## [WHAT YOU WILL DO]
Copy the data that appears below exactly. Drop the pictures.

## [SUPPLIED DATA]

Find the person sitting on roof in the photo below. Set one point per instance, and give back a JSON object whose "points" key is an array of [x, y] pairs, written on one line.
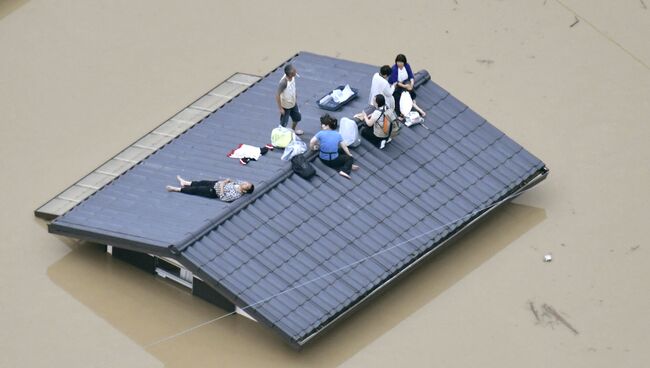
{"points": [[372, 128], [226, 190], [402, 79], [333, 151], [380, 85]]}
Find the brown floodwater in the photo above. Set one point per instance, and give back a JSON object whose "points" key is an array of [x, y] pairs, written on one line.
{"points": [[81, 80]]}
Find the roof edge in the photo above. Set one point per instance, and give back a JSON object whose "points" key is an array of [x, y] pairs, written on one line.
{"points": [[121, 241], [537, 177]]}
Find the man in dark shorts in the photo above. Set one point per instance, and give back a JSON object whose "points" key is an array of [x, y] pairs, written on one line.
{"points": [[286, 99]]}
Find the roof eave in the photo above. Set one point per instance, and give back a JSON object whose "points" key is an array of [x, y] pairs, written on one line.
{"points": [[533, 180], [117, 240]]}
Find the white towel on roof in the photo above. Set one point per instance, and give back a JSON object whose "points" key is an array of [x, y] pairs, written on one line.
{"points": [[245, 151]]}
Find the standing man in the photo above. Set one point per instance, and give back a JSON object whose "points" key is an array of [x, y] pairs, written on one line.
{"points": [[286, 99], [380, 86]]}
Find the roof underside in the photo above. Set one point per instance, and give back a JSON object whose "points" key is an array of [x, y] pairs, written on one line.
{"points": [[305, 252]]}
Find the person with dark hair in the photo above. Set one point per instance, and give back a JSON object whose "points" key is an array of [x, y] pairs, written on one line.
{"points": [[226, 190], [373, 124], [333, 151], [402, 79], [287, 99], [381, 86]]}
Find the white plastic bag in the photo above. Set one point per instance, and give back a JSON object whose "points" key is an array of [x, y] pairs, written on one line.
{"points": [[294, 148], [281, 136], [412, 118], [350, 132]]}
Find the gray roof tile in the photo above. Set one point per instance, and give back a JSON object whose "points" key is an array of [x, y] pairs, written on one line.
{"points": [[304, 252]]}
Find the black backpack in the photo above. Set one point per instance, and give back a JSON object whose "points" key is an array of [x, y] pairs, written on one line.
{"points": [[302, 167]]}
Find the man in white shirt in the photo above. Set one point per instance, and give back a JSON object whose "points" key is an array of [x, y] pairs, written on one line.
{"points": [[380, 86], [287, 100]]}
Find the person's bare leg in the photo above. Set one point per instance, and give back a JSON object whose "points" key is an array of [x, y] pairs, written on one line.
{"points": [[422, 113], [183, 182], [172, 189]]}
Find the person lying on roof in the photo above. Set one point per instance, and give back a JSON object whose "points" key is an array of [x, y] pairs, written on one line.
{"points": [[226, 190]]}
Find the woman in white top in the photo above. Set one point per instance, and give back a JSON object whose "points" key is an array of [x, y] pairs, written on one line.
{"points": [[403, 80]]}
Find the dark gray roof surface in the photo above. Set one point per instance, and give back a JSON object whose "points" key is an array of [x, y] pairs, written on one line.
{"points": [[136, 207], [305, 252]]}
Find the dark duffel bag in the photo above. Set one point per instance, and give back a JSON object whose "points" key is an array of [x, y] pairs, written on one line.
{"points": [[302, 167]]}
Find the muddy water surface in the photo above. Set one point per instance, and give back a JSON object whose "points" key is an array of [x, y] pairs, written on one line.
{"points": [[81, 80]]}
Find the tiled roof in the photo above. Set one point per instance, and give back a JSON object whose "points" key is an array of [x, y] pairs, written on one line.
{"points": [[302, 253]]}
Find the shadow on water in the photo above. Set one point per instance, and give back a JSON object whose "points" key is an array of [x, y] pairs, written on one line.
{"points": [[8, 6], [148, 308]]}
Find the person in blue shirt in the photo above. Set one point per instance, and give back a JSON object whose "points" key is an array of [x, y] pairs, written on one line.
{"points": [[333, 151], [402, 79]]}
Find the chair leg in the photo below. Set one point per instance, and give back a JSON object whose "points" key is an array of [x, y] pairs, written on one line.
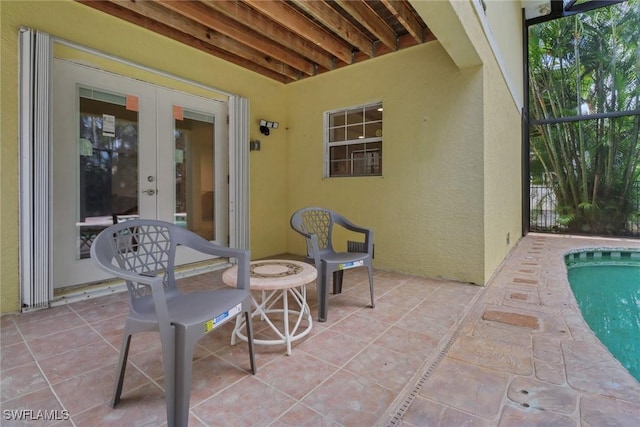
{"points": [[182, 376], [373, 302], [323, 294], [337, 281], [122, 366], [252, 360], [169, 368]]}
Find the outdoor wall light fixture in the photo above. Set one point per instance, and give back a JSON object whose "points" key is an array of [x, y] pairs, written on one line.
{"points": [[266, 125]]}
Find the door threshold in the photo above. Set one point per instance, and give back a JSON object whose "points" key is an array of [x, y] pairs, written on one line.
{"points": [[68, 295]]}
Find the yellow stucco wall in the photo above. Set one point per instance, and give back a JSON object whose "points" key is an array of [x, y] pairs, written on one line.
{"points": [[80, 24], [426, 209], [451, 167], [496, 37]]}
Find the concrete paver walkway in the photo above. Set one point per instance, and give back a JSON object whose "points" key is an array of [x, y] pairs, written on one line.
{"points": [[524, 356]]}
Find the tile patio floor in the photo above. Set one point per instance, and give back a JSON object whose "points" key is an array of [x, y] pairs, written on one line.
{"points": [[432, 353]]}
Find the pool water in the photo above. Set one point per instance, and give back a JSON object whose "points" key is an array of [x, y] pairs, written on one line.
{"points": [[607, 287]]}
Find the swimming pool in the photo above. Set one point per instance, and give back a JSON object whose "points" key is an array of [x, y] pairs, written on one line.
{"points": [[606, 284]]}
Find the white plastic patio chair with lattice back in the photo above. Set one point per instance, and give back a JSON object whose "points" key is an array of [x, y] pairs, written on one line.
{"points": [[316, 225], [142, 252]]}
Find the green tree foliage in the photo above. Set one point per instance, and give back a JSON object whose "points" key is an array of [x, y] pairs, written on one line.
{"points": [[581, 65]]}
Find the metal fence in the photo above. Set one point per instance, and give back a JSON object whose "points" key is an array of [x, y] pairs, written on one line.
{"points": [[544, 216]]}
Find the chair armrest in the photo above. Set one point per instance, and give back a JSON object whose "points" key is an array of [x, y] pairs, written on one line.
{"points": [[368, 233], [243, 256]]}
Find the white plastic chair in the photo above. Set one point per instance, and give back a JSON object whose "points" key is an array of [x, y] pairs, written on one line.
{"points": [[316, 225], [143, 253]]}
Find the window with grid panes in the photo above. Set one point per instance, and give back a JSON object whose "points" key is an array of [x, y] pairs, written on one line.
{"points": [[353, 141]]}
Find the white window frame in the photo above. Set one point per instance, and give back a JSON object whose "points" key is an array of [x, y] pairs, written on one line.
{"points": [[361, 140]]}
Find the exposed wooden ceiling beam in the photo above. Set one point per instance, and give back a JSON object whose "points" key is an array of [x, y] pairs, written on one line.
{"points": [[402, 13], [299, 24], [201, 14], [251, 18], [285, 40], [370, 20], [322, 12], [208, 42]]}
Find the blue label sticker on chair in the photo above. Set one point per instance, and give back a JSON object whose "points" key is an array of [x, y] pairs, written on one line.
{"points": [[210, 325], [348, 265]]}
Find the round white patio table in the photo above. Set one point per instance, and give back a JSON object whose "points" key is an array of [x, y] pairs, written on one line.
{"points": [[277, 280]]}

## [RESPONSE BELOW]
Find the person sitting on roof in the photo below. Set one point per instance, and give back a JSON object whose "points" key is an array of [x, y] pairs, written on one line.
{"points": [[372, 128], [226, 190], [402, 79], [333, 151], [380, 85]]}
Find the brown floodwater in the photo above. Set one point per instance, and give back a JSON object whose "points" key is an array of [x, y] pairs, written on one line.
{"points": [[81, 80]]}
Find the roof edge in the photo above. Set one point per instance, and give back a JSON object whose "points" key is an array of [x, y] pairs, written on one line.
{"points": [[121, 241], [537, 177]]}
Find the man in dark shorts in the photo above. Set one point per instance, and give back a JSON object whose "points" key is an array of [x, y] pairs, written on one line.
{"points": [[286, 99]]}
Find the roof eave in the photo above. Set one point per instance, and give back a JSON object whose "points" key is an array of [x, y] pairs, written on one line.
{"points": [[533, 180], [117, 240]]}
Find the white towel on roof in the photo above. Set one point per instance, and give back a JSON object whose "points" key is an array of [x, y] pairs, written on one line.
{"points": [[245, 151]]}
Find the standing man in the photo above. Set one point per instance, and give back a JSON object whose "points" key is an array of [x, y] pairs, written on one line.
{"points": [[286, 99], [380, 86]]}
Find the roof underside in the photo above. Set one point per instance, and give back a JSON object whose "points" key is an array of [x, y] pairs, written on one line.
{"points": [[305, 252]]}
Find the person with dark hair in the photo above. Set one point per instance, and give back a JSON object whose "points" key is an array of [x, y] pairs, written on one line.
{"points": [[226, 190], [373, 124], [333, 151], [402, 79], [287, 99], [381, 86]]}
Find the white plastic bag in the photo above. Set one point per instance, and give back a JSON object whose "points" key is an array of [x, y] pairs, written on one line.
{"points": [[294, 148], [281, 136], [412, 118], [350, 132]]}
Find the gray roof tile in the photo above. Set one point per instance, and give back a JSON object whose "points" key is an array of [x, y] pairs, written on one line.
{"points": [[304, 252]]}
Find the black backpack in the photo above. Set one point per instance, and give back a JSON object whose "points" key is an array of [x, y] pairs, written on one line.
{"points": [[302, 167]]}
Find the man in white shirt in the photo above. Set one point per instance, and give back a JSON object whose "points" key is an array of [x, y] pairs, written on one line.
{"points": [[380, 86], [287, 100]]}
Find the person's bare leg in the photo above. Set one point per instance, and give back a JSON object whose "points" key is an array of [x, y] pairs, written on one line.
{"points": [[422, 113], [183, 182], [172, 189]]}
Find the person lying on roof in the photo above. Set one point per instance, and give back a JSON object whose "points" key is an array of [x, y] pairs, written on one line.
{"points": [[226, 190]]}
Find the woman in white top in the photo above. Set one point per instance, and give back a JSON object whose "points" key is an array of [x, y] pairs, written on one line.
{"points": [[403, 80]]}
Find the dark gray roof surface in the photo above. Set one point per instance, and give back a JSON object whose "points" key is an array of [x, y] pairs, written on one line.
{"points": [[136, 207], [305, 252]]}
Find the dark duffel bag in the photo above. Set one point per instance, and give back a JSON object whose "points" key is an array of [x, y] pairs, written on one line.
{"points": [[302, 167]]}
Find the muddy water surface in the photo above. Set one point per instance, and give back a JSON object whose "points" key is an array of [x, y] pairs, written on one line.
{"points": [[81, 80]]}
Find the tiled roof in the photo above. Set one point per instance, and give back a JSON object whose "points" key is an array of [x, y] pairs, written on one line.
{"points": [[302, 253]]}
Find the shadow on water in the photo above. Set one point per instance, and give back a JSON object whose "points" key is an array of [x, y] pairs, written on one line.
{"points": [[8, 6], [148, 308]]}
Find the person in blue shirt in the photo above. Set one point per instance, and give back a JSON object whose "points" key is an array of [x, y] pairs, written on one line.
{"points": [[333, 151], [402, 79]]}
Find the chair leg in the photo below. Set one point per instance, and give back a JSON object whose "points" key is an array of [x, y] pairs, written on one line.
{"points": [[182, 376], [373, 302], [323, 294], [337, 281], [122, 366], [252, 360], [169, 368]]}
Find the outdoor wall light fixture in the photo above. Set one point per instance, and give back a JSON object whose "points" key is an array of [x, y] pairs, written on one line.
{"points": [[266, 125]]}
Find the door threshold in the photo above. Set one point per instance, and give back a JSON object whose "points" key is an array of [x, y] pairs, written on one line.
{"points": [[68, 295]]}
Find the yellow stucco wall in the photo above. Set one point per instance, and give back a JSON object whose "points" key is an array of [x, y] pairs, written on one line.
{"points": [[80, 24], [426, 209], [451, 167], [496, 37]]}
Find the concrete paver walkway in the photo above. Set one point per instance, and give back a JSON object whose "points" key is an array of [x, y] pairs, written on one line.
{"points": [[524, 356]]}
Find the tile patio floor in the photo above. Set one point per instance, and give back a JSON object whose "points" key is an array of [x, y] pairs, written on one line.
{"points": [[432, 353]]}
Find the pool water in the photo above. Set one point per instance, and give back a JSON object whose "points" key is an array of [x, y] pairs, written on one line.
{"points": [[607, 287]]}
Find the swimming pool in the photo above. Set one point per instance, and give back a JSON object whose "points" key is an array of [x, y] pairs, written on one line.
{"points": [[606, 284]]}
Find the white plastic patio chair with lattice back in the photo above. Set one point per instance, and give back a JSON object whose "points" key is an array of [x, y] pairs, written on one line.
{"points": [[316, 225], [142, 252]]}
Find the green tree foliage in the photo above. Set one point per instance, and give back a JSON object whose "points" key is an array of [x, y] pairs, written on one line.
{"points": [[581, 65]]}
Find the metal fence in the photo above. Set one point per instance, and give back a JSON object whose "points" key is an array of [x, y] pairs, written on one line.
{"points": [[544, 216]]}
Find the chair armrest in the photo above. Set one point per instance, and give back a JSON object whose "points" key is an array of [x, y] pairs, written on one line.
{"points": [[368, 233], [243, 256]]}
Find the white plastic chair in the photo above. Set one point per instance, and give back a JSON object whose "points" key is an array of [x, y] pairs, written on one line.
{"points": [[316, 225], [143, 253]]}
Find the window with grid panes in the photo above. Set one point per instance, and give back a JSON object whose "points" key is an array of [x, y] pairs, written on one line.
{"points": [[353, 141]]}
Find the white window frame in the photo above. Set one point per instance, and give back a JSON object whose "points" key is an array of [x, y] pairs, written on one line.
{"points": [[361, 140]]}
Find the exposed wooden ceiling beam in the photo above. Set one point per instance, and give back a JSON object whose "points" key is an array of [x, y] pairs, written on one line.
{"points": [[402, 13], [299, 24], [201, 14], [251, 18], [285, 40], [370, 20], [322, 12], [208, 42]]}
Find the blue label sticker on chair in the photo above. Set one point per instance, and give back a JSON object whose "points" key is an array of [x, y] pairs, written on one line.
{"points": [[210, 325], [348, 265]]}
Find the round white patio table in the photo above. Set one point per instance, and give back a JSON object whose "points" key is an array of [x, y] pairs, written on one line.
{"points": [[277, 280]]}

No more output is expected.